* [EXERCISE DESCRIPTION]
Locate the line with "Where can you spot the wooden" in the material. Copy that line and each one after it, through the last, exactly and with nothing else.

+++

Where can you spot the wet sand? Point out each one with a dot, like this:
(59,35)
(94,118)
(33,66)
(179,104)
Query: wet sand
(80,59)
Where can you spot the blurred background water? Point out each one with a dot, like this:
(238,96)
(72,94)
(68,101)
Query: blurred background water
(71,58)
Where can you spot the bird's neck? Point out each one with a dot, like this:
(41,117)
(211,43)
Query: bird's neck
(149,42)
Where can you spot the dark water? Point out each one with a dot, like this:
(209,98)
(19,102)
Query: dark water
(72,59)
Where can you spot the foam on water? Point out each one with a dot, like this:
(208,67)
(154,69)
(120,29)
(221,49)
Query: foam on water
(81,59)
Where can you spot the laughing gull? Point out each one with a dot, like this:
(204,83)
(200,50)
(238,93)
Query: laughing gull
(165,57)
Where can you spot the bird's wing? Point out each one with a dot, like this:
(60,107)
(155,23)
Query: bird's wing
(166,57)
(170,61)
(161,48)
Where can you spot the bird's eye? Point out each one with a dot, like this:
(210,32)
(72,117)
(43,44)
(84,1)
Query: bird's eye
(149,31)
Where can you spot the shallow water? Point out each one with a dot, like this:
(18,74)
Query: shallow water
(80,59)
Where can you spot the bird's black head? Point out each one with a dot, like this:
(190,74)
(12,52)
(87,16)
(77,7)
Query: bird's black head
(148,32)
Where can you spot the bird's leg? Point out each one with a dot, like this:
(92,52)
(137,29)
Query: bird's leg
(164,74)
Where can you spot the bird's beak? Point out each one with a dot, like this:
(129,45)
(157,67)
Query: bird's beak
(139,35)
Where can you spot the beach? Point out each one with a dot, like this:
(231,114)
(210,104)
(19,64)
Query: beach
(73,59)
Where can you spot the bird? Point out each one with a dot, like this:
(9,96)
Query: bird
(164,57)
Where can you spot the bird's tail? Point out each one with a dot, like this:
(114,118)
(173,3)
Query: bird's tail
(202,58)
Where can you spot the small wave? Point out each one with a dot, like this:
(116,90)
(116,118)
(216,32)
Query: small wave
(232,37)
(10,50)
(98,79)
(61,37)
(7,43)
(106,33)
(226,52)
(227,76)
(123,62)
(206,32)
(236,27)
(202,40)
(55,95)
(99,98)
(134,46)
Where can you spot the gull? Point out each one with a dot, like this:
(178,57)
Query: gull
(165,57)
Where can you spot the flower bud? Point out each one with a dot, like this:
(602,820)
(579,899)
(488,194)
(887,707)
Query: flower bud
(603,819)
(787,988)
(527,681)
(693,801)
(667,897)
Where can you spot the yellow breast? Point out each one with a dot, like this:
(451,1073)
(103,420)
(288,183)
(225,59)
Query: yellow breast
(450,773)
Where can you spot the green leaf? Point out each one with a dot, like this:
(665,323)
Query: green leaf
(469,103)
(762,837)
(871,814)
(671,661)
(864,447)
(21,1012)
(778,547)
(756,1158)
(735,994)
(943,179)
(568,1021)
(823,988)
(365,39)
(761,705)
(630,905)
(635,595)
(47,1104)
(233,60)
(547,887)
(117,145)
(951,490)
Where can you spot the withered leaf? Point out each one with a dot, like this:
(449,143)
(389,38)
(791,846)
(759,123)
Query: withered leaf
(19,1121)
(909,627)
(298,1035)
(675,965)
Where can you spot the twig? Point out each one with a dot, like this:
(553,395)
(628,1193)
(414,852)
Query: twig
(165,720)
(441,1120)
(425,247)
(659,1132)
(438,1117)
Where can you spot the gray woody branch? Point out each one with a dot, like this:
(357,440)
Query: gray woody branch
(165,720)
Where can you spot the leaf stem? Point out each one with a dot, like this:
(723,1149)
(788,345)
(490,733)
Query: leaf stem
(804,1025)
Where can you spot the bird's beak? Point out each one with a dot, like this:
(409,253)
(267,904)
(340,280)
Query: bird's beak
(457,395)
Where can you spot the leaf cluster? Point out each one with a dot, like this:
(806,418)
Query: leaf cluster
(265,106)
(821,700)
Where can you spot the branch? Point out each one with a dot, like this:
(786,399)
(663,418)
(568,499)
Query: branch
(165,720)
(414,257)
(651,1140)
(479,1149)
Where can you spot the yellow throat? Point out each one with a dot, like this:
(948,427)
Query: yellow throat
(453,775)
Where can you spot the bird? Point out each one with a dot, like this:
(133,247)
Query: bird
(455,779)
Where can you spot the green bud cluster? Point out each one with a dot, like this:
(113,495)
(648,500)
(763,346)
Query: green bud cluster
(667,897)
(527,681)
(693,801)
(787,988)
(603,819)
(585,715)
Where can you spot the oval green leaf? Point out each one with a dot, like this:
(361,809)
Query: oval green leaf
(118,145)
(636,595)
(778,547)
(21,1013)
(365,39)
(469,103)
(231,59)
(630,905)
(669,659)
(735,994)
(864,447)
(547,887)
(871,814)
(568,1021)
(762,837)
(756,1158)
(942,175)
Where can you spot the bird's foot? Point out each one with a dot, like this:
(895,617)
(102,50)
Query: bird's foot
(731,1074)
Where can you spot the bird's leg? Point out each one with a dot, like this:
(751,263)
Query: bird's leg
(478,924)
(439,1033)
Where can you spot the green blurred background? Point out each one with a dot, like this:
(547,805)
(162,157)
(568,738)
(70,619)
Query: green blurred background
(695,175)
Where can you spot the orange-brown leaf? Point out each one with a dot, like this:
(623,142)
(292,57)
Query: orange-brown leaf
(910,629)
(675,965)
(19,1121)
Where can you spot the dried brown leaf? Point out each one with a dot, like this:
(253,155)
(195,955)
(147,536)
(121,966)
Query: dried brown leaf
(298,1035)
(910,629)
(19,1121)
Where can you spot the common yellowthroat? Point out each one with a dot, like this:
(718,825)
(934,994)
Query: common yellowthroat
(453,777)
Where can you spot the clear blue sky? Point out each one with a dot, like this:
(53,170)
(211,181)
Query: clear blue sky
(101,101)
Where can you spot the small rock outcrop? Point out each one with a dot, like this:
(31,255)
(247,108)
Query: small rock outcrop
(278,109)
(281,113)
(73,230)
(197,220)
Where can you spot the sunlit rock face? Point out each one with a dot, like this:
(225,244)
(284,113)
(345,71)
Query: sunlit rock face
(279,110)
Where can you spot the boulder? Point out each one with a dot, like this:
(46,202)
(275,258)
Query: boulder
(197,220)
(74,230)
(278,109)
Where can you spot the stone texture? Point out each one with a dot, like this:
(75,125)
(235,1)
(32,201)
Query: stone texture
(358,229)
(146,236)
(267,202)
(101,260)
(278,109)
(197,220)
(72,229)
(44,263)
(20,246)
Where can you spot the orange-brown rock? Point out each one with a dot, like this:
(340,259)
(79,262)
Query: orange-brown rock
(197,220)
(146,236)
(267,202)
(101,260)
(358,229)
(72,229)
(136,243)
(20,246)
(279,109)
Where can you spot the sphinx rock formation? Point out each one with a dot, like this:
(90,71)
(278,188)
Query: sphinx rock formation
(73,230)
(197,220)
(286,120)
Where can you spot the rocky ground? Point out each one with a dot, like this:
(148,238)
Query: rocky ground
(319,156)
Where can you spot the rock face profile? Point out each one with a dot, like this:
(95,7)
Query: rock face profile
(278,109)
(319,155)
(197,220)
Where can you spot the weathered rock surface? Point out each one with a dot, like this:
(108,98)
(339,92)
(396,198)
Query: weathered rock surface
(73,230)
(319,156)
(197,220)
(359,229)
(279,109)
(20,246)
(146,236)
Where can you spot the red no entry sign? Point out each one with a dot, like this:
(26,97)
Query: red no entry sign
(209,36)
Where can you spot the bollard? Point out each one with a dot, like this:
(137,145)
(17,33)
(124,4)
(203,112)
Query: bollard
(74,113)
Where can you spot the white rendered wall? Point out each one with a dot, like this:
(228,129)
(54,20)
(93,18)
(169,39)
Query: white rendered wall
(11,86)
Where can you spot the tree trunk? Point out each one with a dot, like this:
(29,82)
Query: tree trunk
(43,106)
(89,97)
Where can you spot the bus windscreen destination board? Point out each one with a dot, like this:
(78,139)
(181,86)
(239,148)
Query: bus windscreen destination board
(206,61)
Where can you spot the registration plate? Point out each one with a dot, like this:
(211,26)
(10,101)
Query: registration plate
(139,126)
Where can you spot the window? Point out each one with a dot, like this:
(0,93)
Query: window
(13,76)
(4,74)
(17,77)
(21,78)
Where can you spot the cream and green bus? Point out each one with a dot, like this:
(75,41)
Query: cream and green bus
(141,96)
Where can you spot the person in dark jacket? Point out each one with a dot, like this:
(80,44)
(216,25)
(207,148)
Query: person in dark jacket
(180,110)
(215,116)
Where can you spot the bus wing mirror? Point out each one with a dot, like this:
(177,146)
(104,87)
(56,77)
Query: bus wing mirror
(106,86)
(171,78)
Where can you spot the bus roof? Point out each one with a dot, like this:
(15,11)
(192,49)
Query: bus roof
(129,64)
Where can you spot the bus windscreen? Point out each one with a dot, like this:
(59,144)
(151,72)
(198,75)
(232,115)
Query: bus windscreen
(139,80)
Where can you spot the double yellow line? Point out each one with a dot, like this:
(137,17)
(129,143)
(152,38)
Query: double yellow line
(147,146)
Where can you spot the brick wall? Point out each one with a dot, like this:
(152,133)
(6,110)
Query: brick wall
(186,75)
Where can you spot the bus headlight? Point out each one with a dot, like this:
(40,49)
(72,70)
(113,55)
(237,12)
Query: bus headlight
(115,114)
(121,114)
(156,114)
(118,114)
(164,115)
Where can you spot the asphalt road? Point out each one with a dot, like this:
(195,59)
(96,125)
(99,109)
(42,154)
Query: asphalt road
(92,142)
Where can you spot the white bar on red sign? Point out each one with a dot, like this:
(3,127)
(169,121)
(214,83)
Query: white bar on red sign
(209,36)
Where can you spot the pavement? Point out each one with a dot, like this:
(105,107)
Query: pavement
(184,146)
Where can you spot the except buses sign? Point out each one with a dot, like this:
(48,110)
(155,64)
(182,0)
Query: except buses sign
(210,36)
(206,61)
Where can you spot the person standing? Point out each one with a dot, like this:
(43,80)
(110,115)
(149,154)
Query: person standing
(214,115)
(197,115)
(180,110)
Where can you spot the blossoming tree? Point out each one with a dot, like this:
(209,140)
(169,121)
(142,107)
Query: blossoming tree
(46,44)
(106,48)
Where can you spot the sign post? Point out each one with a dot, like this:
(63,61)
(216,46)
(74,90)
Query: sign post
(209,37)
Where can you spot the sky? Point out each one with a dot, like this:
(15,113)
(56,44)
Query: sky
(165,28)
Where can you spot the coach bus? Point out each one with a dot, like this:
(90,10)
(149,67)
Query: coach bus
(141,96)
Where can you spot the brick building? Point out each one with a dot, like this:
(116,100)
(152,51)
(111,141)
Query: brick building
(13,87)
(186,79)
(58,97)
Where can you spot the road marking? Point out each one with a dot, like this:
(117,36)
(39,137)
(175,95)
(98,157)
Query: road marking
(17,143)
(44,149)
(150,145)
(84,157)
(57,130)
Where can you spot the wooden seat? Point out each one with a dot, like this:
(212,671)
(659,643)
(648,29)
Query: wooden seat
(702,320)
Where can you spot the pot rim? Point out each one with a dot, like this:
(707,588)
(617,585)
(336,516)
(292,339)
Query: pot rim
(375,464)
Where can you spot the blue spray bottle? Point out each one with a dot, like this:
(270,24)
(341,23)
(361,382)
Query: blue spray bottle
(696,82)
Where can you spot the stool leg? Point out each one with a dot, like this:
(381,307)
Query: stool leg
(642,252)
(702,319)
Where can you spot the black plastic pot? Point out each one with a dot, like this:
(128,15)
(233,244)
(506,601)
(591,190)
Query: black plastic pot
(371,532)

+++

* [RESULT]
Where can you spot the wooden seat? Point out each one with a dot, like this:
(212,671)
(659,643)
(648,29)
Query: wooden seat
(702,320)
Where can you spot the pot rim? Point out each one with a dot, like this:
(707,588)
(617,585)
(336,516)
(292,339)
Query: pot rim
(375,464)
Where can you spot the blue spray bottle? Point out each one with a dot, like this:
(270,24)
(341,23)
(361,382)
Query: blue spray bottle
(696,82)
Where can you spot the stool leg? Point out each one with a dot, like this:
(381,307)
Query: stool leg
(642,252)
(702,319)
Where can you spot the black plastic pot? Point out each one with a dot, like this:
(128,15)
(233,244)
(506,601)
(591,190)
Query: black plastic pot
(371,532)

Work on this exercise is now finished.